Text provided —
--------------------
Prettyfeather placed two buffalo-head nickels on the countertop for her Holy Saturday purchase: smoked ham hocks; two for a nickel. In the descending hierarchy of Holy Saturday foods, ham hocks were at the bottom.

Large hickory-smoked hams held center position in the displays in my father's butcher shop. Colorful cardboard cutouts provided by salesmen from the meat-packing companies of Armour, Hormel, and Silverbow all showed variations on a theme: a father at an Easter Sunday dinner table carving a ham, surrounded by an approving wife and scrubbed, expectant children.

Off to the side of these displays were stacks of the smaller and cheaper picnic hams (though a picnic ham is not, properly speaking, a ham at all, but the shoulder of the pig). There were no company-supplied pictures, nor even brand names on them. On Holy Saturday customers crowded into our store, responding to the sale signs painted on the plate-glass windows fronting Main Street and sorting themselves into upper and lower socio-economic strata: the affluent buying honey-cured, hickory-smoked hams, and the less-than-affluent buying unadjectived picnics.
--------------------
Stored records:

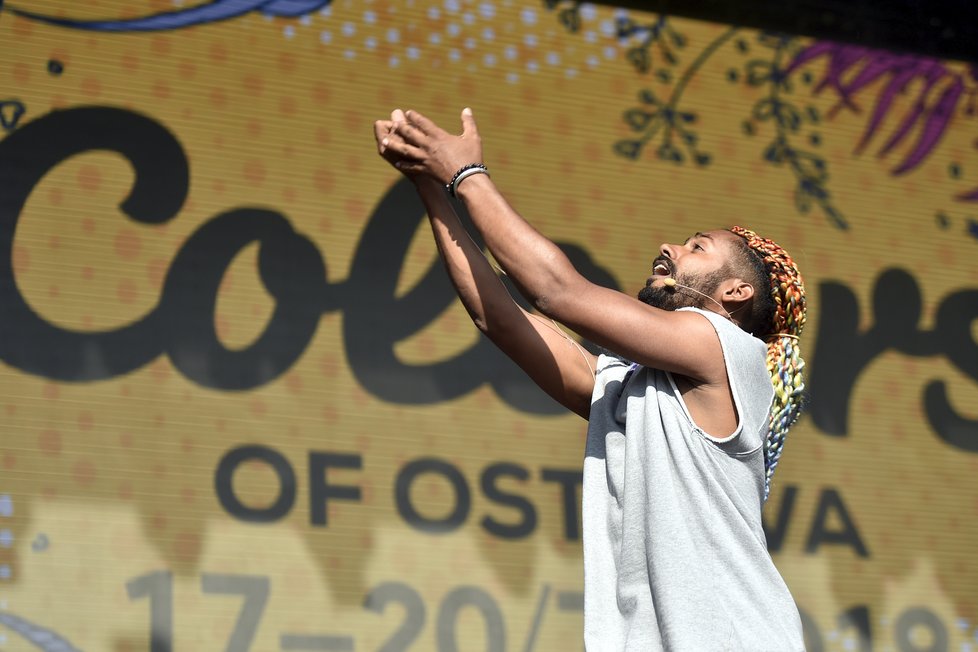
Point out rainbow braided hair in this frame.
[730,226,805,500]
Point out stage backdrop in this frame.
[0,0,978,652]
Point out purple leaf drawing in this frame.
[786,41,978,177]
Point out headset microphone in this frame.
[662,276,743,319]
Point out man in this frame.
[374,109,805,652]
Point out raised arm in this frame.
[375,120,596,419]
[387,109,726,383]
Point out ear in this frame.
[720,278,754,312]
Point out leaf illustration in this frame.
[772,41,965,175]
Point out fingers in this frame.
[374,120,394,154]
[462,107,479,138]
[404,110,441,136]
[380,134,426,161]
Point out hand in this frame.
[374,108,482,184]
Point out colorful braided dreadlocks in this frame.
[730,226,805,500]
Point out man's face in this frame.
[638,230,738,310]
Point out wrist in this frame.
[455,168,492,200]
[445,163,489,197]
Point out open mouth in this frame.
[648,258,674,283]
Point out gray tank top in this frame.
[582,308,804,652]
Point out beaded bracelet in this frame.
[445,163,489,197]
--------------------
Set task 1 —
Reproduce word for word the portion of the butcher shop passage that opens with the words containing "Large hickory-smoked hams" and closes with "scrubbed, expectant children.".
Set task 2 —
Quote verbatim the entries from their beginning through the line containing "[374,108,482,184]", that line included, leaving out the pictures.

Output 1 —
Large hickory-smoked hams held center position in the displays in my father's butcher shop. Colorful cardboard cutouts provided by salesmen from the meat-packing companies of Armour, Hormel, and Silverbow all showed variations on a theme: a father at an Easter Sunday dinner table carving a ham, surrounded by an approving wife and scrubbed, expectant children.

Output 2 —
Point out rainbow braided hair in this frame.
[730,226,805,500]
Point out stage backdrop in this frame.
[0,0,978,652]
Point out purple leaf drawing in this frame.
[786,41,978,177]
Point out headset microphone in this frame.
[662,276,743,319]
Point out man in this frame.
[374,109,805,652]
Point out raised arm in this frame.
[375,120,596,419]
[387,109,726,383]
Point out ear in this frame.
[720,278,754,312]
Point out leaf illustration in this frame.
[772,41,965,175]
Point out fingers in this frame.
[374,120,394,154]
[462,107,479,138]
[404,110,441,136]
[380,134,426,161]
Point out hand in this frame.
[374,108,482,184]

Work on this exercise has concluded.